작성 지시: 아래 행에서 "line? Mark that spot."이 들어 있는 줄부터 "sky? Mark that spot."가 들어 있는 줄까지만 다시 쓰십시오. "instance"를 "occurrence"로 바꾸고 나머지는 모두 그대로 두십시오.

데이터 기록
----------------------------------------
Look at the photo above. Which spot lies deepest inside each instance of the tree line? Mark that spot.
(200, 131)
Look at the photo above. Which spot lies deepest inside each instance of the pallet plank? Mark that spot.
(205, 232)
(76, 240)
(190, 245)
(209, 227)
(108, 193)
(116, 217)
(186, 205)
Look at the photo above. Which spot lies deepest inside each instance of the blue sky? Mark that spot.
----------------------------------------
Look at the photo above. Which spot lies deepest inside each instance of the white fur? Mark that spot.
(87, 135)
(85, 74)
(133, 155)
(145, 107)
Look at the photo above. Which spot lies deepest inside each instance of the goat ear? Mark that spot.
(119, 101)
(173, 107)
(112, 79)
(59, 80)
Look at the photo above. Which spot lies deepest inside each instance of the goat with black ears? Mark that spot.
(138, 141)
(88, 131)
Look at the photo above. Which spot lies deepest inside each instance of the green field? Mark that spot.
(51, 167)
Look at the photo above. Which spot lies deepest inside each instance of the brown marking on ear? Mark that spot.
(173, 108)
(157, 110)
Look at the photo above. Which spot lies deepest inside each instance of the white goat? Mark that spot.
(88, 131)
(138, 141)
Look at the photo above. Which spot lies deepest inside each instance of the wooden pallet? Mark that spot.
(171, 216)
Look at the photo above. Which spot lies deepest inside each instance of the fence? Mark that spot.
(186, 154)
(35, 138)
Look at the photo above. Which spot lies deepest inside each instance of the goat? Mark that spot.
----------------------------------------
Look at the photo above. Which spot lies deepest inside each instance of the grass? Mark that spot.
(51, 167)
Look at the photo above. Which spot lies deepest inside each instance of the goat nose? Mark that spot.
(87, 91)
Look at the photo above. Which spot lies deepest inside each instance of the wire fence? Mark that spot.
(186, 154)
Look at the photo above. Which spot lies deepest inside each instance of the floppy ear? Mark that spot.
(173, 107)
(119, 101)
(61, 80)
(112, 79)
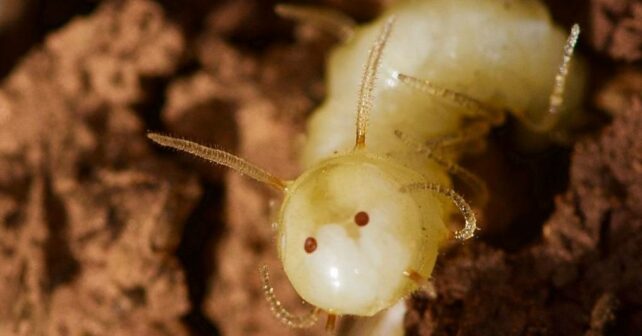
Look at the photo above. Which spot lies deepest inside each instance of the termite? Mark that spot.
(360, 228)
----------------------------------------
전체 답변:
Look at the photo above. Which spot lies deepest inside each occurrence of the tree line? Mark that spot.
(200, 131)
Look at the photo above. Which spot lies deepest inside each occurrence of the pallet plank? Mark that spot.
(205, 232)
(76, 240)
(190, 245)
(209, 227)
(108, 193)
(116, 217)
(186, 205)
Look at the photo above. Which spot lies deepest inside each occurrence of the blue sky? Mark that spot.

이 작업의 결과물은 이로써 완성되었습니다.